__Input data__:

★ ★ ★ ★

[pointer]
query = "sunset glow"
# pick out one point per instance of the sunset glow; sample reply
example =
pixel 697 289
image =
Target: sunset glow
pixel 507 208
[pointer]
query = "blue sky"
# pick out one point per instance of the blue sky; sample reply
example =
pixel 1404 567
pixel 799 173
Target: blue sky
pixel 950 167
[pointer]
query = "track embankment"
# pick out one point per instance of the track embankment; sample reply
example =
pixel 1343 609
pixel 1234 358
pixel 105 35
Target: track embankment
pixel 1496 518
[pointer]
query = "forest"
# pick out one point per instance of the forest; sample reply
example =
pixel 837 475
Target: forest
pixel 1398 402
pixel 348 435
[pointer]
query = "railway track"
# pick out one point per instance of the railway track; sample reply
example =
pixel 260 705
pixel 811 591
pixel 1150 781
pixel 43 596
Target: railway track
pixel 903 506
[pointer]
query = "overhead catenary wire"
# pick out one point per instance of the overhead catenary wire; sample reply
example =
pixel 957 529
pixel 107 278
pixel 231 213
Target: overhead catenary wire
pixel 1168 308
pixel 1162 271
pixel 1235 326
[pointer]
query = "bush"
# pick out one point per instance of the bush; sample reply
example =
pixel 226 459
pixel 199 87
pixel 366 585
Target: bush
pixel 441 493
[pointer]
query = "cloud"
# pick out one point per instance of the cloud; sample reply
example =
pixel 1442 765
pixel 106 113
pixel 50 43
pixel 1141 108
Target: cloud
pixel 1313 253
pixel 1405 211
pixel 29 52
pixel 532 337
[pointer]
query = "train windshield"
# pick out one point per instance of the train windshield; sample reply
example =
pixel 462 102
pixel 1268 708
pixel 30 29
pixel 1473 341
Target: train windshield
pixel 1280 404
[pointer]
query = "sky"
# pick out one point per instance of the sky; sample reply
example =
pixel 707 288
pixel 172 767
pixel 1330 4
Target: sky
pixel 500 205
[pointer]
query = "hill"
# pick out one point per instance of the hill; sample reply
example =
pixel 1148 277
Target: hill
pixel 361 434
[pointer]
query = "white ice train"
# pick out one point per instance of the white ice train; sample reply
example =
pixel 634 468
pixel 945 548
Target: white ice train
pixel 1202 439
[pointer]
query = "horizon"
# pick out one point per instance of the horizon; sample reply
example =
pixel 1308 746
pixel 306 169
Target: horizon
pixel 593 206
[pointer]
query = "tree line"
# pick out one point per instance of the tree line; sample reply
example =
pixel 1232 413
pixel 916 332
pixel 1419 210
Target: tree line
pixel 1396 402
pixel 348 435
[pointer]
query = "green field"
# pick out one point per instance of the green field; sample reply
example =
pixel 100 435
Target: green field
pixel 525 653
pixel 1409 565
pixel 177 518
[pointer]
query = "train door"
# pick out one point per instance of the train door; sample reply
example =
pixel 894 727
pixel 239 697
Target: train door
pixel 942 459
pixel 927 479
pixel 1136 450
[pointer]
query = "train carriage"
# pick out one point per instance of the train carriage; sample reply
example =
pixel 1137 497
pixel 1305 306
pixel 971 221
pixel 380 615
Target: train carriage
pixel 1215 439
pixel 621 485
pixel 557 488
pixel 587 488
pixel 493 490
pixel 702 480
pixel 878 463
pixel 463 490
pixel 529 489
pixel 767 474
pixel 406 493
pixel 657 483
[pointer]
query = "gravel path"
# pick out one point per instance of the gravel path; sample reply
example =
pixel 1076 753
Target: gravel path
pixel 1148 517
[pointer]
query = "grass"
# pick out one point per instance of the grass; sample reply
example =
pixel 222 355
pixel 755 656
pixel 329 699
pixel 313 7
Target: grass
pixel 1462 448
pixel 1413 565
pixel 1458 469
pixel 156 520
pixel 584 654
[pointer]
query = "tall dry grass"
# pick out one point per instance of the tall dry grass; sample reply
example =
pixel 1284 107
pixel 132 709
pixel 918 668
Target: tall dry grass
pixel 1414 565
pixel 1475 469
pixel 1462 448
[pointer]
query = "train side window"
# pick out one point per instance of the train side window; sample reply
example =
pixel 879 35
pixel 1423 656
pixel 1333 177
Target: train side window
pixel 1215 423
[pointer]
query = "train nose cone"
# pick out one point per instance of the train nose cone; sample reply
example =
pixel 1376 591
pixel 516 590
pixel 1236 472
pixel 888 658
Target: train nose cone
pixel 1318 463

★ ★ ★ ★

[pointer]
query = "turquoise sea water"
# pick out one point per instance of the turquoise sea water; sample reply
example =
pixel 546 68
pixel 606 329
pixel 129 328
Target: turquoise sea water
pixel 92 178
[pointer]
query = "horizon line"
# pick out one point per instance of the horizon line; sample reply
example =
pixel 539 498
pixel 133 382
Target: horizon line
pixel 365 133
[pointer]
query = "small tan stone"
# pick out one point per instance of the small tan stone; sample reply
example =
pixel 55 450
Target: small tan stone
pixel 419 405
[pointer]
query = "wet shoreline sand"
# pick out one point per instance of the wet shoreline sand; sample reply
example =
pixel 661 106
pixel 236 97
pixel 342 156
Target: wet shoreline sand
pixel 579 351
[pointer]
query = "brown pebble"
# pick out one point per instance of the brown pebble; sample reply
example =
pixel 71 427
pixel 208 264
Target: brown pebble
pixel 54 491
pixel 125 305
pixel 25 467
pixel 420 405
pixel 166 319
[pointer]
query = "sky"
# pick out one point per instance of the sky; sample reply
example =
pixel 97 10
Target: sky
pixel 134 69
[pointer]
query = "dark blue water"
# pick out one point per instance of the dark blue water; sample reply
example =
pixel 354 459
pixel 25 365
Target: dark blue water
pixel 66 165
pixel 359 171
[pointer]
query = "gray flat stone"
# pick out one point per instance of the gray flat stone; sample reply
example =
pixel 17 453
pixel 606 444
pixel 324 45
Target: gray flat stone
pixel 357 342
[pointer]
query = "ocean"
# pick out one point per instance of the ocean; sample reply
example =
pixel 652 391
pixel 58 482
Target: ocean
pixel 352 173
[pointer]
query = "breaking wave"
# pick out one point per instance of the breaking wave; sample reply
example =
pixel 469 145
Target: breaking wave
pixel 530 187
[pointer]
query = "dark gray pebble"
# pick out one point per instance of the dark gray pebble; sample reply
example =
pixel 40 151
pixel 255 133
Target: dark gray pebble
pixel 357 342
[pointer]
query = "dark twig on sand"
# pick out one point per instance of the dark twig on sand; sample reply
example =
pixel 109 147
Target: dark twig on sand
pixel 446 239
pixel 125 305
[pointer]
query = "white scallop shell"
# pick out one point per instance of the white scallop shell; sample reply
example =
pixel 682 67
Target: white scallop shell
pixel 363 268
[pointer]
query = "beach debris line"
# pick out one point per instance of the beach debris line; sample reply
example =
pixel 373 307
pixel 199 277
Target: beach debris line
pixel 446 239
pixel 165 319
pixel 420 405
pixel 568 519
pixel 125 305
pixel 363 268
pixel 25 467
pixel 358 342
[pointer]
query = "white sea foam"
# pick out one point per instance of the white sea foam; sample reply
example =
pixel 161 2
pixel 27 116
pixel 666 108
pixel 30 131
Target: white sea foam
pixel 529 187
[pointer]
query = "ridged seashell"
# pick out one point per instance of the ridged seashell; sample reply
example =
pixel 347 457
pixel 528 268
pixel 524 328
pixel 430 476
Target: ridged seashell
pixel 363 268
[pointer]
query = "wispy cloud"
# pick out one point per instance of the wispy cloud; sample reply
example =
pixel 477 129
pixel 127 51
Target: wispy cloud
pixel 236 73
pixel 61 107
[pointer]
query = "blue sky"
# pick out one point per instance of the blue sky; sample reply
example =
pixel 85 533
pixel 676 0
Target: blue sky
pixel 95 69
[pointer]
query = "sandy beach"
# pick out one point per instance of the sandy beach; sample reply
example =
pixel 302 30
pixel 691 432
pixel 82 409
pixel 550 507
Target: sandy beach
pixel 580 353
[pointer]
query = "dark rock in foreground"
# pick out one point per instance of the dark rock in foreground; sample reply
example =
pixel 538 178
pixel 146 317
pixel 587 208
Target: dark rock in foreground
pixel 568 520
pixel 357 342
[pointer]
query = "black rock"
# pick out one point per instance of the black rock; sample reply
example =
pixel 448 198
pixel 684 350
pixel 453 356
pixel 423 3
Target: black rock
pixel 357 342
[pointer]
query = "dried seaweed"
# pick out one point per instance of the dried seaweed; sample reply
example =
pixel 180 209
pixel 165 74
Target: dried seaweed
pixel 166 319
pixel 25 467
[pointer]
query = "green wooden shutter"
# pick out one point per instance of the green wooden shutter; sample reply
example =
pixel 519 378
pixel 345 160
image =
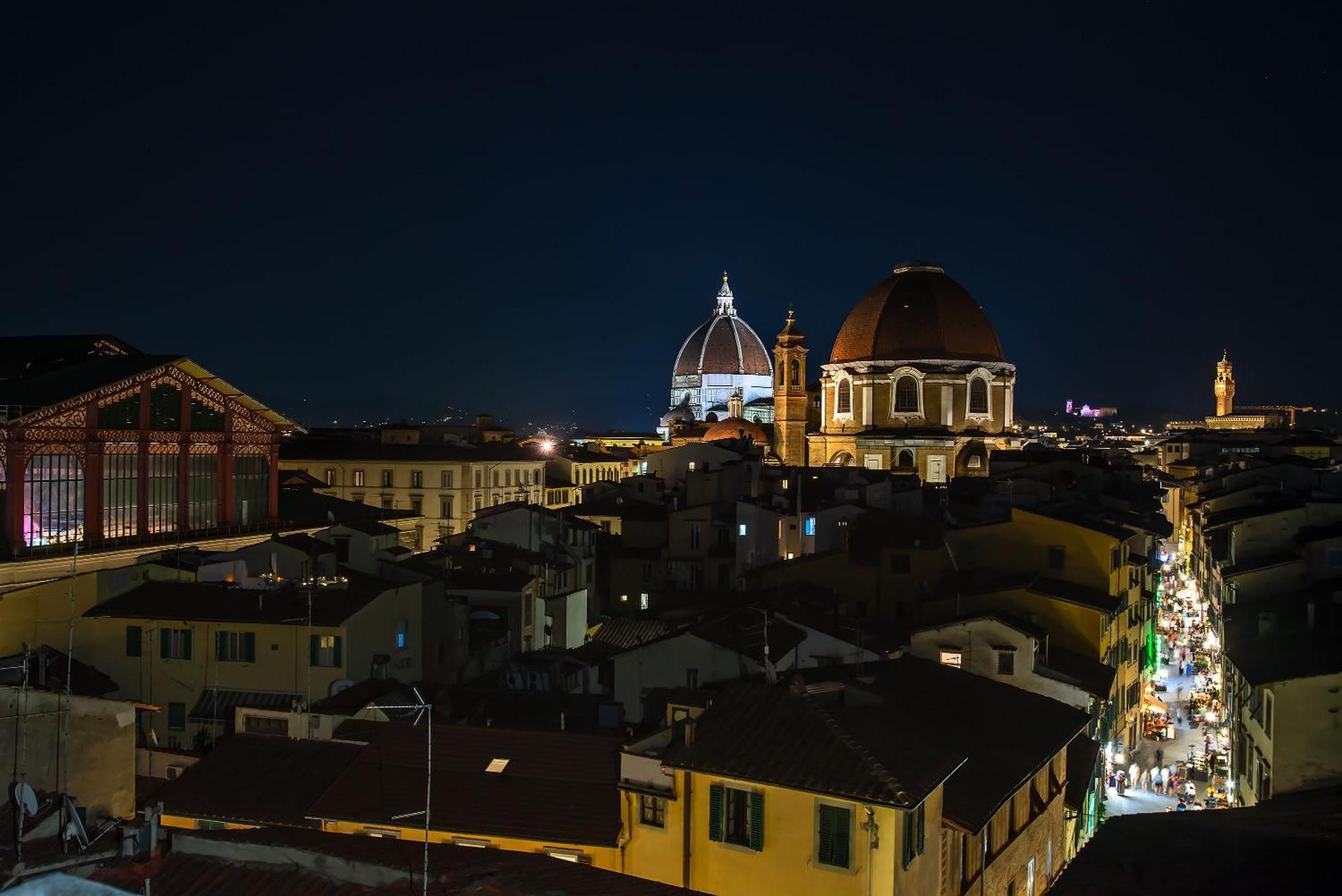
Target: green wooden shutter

★ ★ ★ ★

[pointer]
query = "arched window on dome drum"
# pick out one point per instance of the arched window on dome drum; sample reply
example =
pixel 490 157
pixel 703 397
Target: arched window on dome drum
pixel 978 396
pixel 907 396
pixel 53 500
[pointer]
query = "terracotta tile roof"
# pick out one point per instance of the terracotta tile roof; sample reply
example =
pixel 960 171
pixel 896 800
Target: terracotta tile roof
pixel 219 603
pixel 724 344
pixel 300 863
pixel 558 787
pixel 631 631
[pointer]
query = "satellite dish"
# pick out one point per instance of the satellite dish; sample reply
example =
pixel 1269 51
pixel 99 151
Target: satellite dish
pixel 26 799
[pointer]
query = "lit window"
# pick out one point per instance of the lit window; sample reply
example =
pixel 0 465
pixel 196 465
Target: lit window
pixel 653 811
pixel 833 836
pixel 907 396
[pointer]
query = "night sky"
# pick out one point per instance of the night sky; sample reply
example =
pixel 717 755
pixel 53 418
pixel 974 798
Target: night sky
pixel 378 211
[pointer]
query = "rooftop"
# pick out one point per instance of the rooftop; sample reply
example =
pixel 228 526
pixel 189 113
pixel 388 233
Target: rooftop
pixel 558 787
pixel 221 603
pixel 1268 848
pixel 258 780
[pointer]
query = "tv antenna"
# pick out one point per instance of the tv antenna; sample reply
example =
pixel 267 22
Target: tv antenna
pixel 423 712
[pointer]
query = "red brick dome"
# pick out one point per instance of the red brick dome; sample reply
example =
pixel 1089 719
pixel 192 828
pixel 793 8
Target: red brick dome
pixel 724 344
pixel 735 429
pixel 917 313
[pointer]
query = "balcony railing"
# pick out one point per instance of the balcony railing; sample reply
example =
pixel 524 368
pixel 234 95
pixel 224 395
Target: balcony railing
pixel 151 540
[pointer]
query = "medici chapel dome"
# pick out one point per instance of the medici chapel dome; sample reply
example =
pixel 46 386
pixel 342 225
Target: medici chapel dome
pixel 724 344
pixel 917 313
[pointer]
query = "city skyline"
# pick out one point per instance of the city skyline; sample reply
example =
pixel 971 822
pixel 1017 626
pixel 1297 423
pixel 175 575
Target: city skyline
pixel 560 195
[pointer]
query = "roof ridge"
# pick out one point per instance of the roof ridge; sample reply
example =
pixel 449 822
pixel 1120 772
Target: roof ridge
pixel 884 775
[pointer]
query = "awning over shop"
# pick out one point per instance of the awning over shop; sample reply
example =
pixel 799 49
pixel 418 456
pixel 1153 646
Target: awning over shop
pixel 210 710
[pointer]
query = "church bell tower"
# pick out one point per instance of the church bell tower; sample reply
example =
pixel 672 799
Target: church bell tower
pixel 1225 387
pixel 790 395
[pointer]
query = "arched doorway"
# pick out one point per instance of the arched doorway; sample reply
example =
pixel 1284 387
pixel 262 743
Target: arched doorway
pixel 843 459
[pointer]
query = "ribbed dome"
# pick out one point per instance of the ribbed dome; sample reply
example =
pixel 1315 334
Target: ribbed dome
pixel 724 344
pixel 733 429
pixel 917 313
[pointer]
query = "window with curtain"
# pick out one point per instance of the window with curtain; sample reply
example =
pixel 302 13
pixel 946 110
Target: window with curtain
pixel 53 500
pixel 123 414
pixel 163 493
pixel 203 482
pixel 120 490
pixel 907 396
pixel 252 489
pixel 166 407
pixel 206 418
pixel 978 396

★ ★ ★ ★

__Exercise description__:
Gather every line of the entries above that contains the word "shop", and treat uppercase and lowercase letters as different.

__Written solution__:
query = "awning over shop"
# pick out one point per instance of the awning over shop; sample reply
Target: awning over shop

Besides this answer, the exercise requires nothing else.